**Data in this exercise**
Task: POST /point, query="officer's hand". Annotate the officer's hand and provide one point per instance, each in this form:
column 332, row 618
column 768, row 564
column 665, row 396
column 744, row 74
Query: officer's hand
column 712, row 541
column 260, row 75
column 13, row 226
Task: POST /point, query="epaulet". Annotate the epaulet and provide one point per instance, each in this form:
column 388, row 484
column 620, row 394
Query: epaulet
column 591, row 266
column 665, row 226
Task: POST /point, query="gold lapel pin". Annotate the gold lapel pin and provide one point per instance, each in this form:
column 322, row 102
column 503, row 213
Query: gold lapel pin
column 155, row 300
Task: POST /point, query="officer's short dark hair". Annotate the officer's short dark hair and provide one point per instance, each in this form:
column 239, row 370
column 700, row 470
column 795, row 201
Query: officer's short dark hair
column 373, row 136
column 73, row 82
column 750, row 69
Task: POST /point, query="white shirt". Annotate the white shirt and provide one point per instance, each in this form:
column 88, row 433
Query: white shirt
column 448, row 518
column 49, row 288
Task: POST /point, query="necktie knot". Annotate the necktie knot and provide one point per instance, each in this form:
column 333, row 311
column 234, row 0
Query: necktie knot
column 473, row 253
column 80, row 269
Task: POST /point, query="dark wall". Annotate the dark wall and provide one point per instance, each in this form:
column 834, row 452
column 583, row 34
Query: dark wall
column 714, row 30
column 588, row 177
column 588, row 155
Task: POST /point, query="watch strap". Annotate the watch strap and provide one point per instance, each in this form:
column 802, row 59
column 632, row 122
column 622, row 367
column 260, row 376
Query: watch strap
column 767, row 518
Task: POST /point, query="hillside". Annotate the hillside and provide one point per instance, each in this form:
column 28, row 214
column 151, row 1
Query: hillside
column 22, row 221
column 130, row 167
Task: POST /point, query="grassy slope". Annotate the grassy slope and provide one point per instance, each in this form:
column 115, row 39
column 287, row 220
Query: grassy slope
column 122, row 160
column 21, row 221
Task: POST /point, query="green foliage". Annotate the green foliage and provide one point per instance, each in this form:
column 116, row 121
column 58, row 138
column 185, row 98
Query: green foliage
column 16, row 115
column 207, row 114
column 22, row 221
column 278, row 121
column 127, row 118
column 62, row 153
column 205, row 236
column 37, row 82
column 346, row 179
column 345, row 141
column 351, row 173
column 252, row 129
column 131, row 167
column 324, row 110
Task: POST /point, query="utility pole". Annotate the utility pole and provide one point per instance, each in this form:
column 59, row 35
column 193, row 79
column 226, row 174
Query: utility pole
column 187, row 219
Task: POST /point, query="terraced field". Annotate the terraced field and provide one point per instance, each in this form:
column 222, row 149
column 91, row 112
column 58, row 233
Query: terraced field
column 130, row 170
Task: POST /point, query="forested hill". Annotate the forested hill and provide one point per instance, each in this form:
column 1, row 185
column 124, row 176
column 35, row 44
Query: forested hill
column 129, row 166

**Task brief**
Each line in the listing is to be returned exactly.

**Response to the exercise**
Task: POST /point, query="officer's hand". Annotate the officer's hand and provide one point per instance, each in this form:
column 332, row 618
column 768, row 564
column 665, row 396
column 744, row 74
Query: officer's hand
column 712, row 541
column 260, row 75
column 13, row 226
Task: POST /point, query="epaulet". Annotate the epaulet and provide one point per instance, each in this form:
column 388, row 484
column 620, row 394
Query: epaulet
column 591, row 266
column 665, row 226
Task: POST /point, query="gold lapel pin". Annotate the gold lapel pin and provide one point per instance, each in this form:
column 322, row 102
column 503, row 213
Query: gold lapel pin
column 155, row 300
Task: POST /point, query="officer's short dark hair". Annotate the officer's short dark hair and provide one point per instance, each in this form:
column 239, row 370
column 700, row 470
column 795, row 201
Query: officer's short dark hair
column 373, row 136
column 73, row 82
column 750, row 69
Task: POST /point, query="white shirt". Annotate the white shirt and provide one point per instance, each in this form:
column 88, row 433
Query: white shirt
column 448, row 518
column 49, row 288
Task: POST /point, query="necktie knot". Annotate the necktie knot and provide one point per instance, each in this form:
column 333, row 311
column 234, row 0
Query: necktie knot
column 473, row 253
column 80, row 269
Task: POST /point, query="dark wall". Annotate the dark wall and provide one point per instance, each in this form:
column 834, row 452
column 583, row 34
Query: dark wall
column 714, row 30
column 588, row 177
column 588, row 155
Task: POST /point, query="watch strap". Annotate the watch strap and provide one point per instance, each in this form:
column 802, row 59
column 632, row 122
column 622, row 367
column 260, row 376
Query: watch strap
column 767, row 518
Task: POST /point, query="hillside". Annotate the hillside and provide one point per instance, each in this form:
column 28, row 214
column 151, row 1
Query: hillside
column 22, row 221
column 130, row 167
Task: POST /point, query="grassy slope". Annotate the grassy slope and provide one point per instance, each in this form:
column 115, row 39
column 287, row 220
Query: grassy slope
column 122, row 160
column 21, row 221
Task: POST /point, query="green foliage". Annotate the green foliage and provide one point per instance, each in this form:
column 116, row 121
column 58, row 138
column 185, row 98
Query: green foliage
column 16, row 115
column 207, row 114
column 22, row 221
column 278, row 121
column 127, row 118
column 62, row 153
column 205, row 236
column 37, row 82
column 346, row 179
column 345, row 141
column 351, row 173
column 252, row 129
column 131, row 167
column 324, row 110
Task: POST /point, query="utility pole". Annotate the utility pole and provide one point per instance, each in this form:
column 59, row 35
column 193, row 79
column 226, row 174
Query: utility pole
column 187, row 219
Task: POST /point, query="terraced field". Annotate the terraced field and provide one point per instance, each in this form:
column 222, row 149
column 91, row 112
column 58, row 233
Query: terraced field
column 130, row 170
Task: POST /point, query="forested hill". Annotate the forested hill and provide one point per instance, each in this form:
column 1, row 185
column 124, row 176
column 35, row 44
Query: forested hill
column 129, row 166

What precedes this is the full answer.